Description of the task — Everything from the line containing "Point out every instance of the bridge support" through the last line of the data below must be copied exactly, with no other lines included.

──────────

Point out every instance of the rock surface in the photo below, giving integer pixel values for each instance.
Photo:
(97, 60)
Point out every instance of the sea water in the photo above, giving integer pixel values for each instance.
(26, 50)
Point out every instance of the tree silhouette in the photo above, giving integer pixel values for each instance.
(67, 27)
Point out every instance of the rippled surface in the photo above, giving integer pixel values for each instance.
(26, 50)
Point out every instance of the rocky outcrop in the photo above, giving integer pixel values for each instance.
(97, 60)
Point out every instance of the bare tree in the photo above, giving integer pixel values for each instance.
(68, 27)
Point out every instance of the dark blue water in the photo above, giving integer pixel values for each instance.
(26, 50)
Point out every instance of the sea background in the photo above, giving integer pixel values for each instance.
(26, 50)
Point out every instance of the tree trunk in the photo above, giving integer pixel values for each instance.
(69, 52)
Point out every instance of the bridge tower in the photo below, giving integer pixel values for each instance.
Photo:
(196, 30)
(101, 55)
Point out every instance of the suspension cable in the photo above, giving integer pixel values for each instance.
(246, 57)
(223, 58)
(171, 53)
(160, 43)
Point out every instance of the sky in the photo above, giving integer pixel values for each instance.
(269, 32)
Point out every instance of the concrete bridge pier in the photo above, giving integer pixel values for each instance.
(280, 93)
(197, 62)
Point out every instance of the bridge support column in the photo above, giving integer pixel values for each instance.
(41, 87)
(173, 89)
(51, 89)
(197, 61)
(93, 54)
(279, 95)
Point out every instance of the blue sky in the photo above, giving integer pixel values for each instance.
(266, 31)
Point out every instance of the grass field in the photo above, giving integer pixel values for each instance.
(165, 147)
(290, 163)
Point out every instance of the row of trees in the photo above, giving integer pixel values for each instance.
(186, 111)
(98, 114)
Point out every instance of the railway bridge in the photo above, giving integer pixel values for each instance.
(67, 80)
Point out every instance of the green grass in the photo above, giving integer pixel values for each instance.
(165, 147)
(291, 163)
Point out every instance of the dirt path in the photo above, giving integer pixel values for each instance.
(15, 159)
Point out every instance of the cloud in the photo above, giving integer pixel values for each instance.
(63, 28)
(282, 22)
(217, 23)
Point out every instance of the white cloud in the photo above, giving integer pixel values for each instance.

──────────

Written answer —
Point out every instance of the bridge support column in the photo above, giving integer pixel values for each instance.
(41, 87)
(173, 89)
(51, 89)
(197, 61)
(93, 54)
(279, 95)
Point out every instance of the blue sky in the photo above, giving integer pixel values for each instance.
(266, 31)
Point out every instance of the grass field in the photo above, giving integer pixel values for each instance.
(165, 147)
(290, 163)
Point out every instance of the row of trees in the photo above, giving integer pixel values for each instance.
(186, 111)
(98, 114)
Point out every instance of the railway bridge in the photo above, giving integer pixel values for each instance.
(67, 80)
Point out every instance of the green grass in the photo above, giving integer pixel values for each instance.
(165, 147)
(291, 163)
Point out every instance of the dirt path in the photo above, giving integer pixel values for each instance.
(15, 159)
Point out every instance of the cloud in the photo above, giving integer pixel values for each instance.
(63, 28)
(282, 22)
(217, 23)
Point out every instance of the white cloud in the photo above, giving integer pixel values for each instance.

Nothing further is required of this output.